Data for processing:
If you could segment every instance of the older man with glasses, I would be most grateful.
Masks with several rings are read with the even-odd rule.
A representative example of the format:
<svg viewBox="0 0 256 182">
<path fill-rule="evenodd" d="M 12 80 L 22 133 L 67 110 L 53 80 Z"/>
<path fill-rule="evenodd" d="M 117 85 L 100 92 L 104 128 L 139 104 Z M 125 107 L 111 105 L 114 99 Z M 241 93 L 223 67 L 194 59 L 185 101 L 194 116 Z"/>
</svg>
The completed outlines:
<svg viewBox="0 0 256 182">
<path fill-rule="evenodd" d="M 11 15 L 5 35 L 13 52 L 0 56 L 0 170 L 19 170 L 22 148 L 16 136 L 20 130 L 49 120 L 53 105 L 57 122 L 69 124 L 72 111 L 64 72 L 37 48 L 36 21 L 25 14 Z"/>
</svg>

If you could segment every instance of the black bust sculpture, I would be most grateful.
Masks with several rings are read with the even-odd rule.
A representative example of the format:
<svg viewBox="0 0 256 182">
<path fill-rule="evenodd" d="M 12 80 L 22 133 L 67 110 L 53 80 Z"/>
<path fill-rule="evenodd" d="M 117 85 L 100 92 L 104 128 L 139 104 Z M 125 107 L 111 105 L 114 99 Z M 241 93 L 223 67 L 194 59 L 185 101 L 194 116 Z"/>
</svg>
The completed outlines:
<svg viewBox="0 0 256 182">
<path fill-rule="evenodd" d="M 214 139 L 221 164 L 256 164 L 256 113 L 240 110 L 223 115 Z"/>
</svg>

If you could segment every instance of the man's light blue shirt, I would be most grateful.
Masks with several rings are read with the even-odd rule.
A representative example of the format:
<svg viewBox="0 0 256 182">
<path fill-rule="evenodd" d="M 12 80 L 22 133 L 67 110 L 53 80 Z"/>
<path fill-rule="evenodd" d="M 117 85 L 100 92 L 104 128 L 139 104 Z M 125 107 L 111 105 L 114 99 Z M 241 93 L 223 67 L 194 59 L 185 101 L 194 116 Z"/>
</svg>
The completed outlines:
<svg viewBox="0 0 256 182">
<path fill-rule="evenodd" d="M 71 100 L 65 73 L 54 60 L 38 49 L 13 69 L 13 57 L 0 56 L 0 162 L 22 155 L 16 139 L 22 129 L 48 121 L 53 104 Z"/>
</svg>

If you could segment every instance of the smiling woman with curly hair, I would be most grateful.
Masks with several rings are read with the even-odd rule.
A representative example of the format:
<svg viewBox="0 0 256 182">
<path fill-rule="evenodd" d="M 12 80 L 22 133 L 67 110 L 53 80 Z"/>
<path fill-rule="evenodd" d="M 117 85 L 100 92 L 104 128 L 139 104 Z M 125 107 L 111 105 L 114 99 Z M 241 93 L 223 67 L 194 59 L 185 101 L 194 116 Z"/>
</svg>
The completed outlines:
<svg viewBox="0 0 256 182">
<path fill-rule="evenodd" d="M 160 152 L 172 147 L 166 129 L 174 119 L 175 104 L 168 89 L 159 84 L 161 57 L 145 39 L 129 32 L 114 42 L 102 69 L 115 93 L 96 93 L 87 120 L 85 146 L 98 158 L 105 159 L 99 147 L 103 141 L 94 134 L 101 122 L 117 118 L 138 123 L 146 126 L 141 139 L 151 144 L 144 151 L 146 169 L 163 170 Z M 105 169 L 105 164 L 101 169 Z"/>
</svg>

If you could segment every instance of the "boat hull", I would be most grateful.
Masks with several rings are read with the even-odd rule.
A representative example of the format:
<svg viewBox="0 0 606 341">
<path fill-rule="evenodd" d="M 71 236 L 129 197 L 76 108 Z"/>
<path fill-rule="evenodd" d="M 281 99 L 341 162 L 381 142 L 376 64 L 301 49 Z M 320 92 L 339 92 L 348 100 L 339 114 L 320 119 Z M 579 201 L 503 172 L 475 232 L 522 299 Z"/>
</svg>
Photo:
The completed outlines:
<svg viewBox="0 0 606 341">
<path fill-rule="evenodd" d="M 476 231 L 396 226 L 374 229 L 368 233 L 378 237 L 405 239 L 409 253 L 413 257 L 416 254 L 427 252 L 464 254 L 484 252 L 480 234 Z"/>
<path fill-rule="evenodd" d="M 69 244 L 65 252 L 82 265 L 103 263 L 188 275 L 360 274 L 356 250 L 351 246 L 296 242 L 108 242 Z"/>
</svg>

Problem to solve:
Copy out each line in the rows above that contains the word "would".

Final answer:
If you could segment every instance of the older man with glasses, I would be most grateful.
If you could segment every instance of the black bust sculpture, I would be most grateful.
If you could segment every instance of the man's light blue shirt, I would be most grateful.
If you could segment every instance of the smiling woman with curly hair, I would be most grateful.
If you could segment every instance of the "boat hull", I would be most grateful.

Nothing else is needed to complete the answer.